▸ **Enunciado 1**:
¿Puedes extraer del comentario litúrgico el pasaje que va de "En Mateo, el" a "de la Iglesia.", ambos incluidos, sin cambiar nada?
▸ **Enunciado 2**:
¿Podrías copiar sin cambios las líneas de las entradas que van desde la que contiene "Okay, I'll take the bet. The potted" hasta el final de las entradas, ambos extremos incluidos?

▸ **Fragmento seleccionado**:
++++++++

I. LA PALABRA DE DIOS
1R 19, 9a.11-13a: «Aguarda al Señor en el monte»
Sal 84, 9ab-10.11s.13s.: «Muéstranos, Señor, tu misericordia y danos tu salvación»
Rm 9, 1-5: «Quisiera ser un proscrito por el bien de mis hermanos»
Mt 14, 22-33: «Mándame ir hacia ti andando sobre el agua»
II. APUNTE BÍBLICO-LITÚRGICO
Los evangelistas vinculan la multiplicación de los panes y la tempestad calmada. De la ambigua confesión en Jesús, como Mesías y Rey, que sigue a la multiplicación, se pasa a la confesión llena: «Realmente eres Hijo de Dios».
Hay que destacar en la perícopa evangélica: 1) Jesús orante solitario en el monte. Su teofanía: «¡Animo, soy Yo, no tengáis miedo!» (1ª Lect.). 2) La situación de los discípulos: llenos de miedo, sacudidos por las olas, en medio de la noche. 3) La sentencia del Maestro: «¡Qué poca fe! ¿Por qué has dudado?». Y la confesión de fe de todos los discípulos, que cierra la perícopa.
En Mateo, el evangelista eclesiólogo, la barca zarandeada por las olas apunta a la Iglesia en sus difíciles comienzos (y siempre). Pedro ocupa un lugar relevante. Y Pedro y todos los ocupantes de la barca, confiesan al Hijo de Dios. Esta confesión, a la que aludimos por tercera vez, es el corazón de la Iglesia.

++++++++

▸ **Datos proporcionados**:
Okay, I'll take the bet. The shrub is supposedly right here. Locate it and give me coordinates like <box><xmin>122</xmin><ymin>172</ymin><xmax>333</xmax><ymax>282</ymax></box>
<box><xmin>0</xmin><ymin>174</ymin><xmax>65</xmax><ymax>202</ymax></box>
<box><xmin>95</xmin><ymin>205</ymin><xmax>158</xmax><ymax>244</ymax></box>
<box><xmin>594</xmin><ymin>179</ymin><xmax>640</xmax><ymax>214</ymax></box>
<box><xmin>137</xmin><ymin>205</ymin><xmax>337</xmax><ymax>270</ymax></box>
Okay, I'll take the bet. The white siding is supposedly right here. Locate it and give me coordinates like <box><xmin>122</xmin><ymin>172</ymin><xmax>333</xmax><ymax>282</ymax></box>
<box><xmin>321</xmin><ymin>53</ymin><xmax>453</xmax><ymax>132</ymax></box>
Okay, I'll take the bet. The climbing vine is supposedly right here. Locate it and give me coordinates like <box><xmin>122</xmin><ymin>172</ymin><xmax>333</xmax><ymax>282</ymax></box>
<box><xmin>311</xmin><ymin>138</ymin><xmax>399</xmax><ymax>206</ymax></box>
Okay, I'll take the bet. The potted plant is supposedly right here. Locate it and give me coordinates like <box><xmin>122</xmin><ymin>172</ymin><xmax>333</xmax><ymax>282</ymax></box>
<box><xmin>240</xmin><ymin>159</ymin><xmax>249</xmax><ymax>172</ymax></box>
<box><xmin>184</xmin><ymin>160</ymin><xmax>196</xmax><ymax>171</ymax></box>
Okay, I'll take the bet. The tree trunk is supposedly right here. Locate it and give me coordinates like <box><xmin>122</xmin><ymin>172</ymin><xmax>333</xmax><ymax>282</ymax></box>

++++++++

▸ **Resultado 1**:
En Mateo, el evangelista eclesiólogo, la barca zarandeada por las olas apunta a la Iglesia en sus difíciles comienzos (y siempre). Pedro ocupa un lugar relevante. Y Pedro y todos los ocupantes de la barca, confiesan al Hijo de Dios. Esta confesión, a la que aludimos por tercera vez, es el corazón de la Iglesia.

▸ **Resultado 2**:
Okay, I'll take the bet. The potted plant is supposedly right here. Locate it and give me coordinates like <box><xmin>122</xmin><ymin>172</ymin><xmax>333</xmax><ymax>282</ymax></box>
<box><xmin>240</xmin><ymin>159</ymin><xmax>249</xmax><ymax>172</ymax></box>
<box><xmin>184</xmin><ymin>160</ymin><xmax>196</xmax><ymax>171</ymax></box>
Okay, I'll take the bet. The tree trunk is supposedly right here. Locate it and give me coordinates like <box><xmin>122</xmin><ymin>172</ymin><xmax>333</xmax><ymax>282</ymax></box>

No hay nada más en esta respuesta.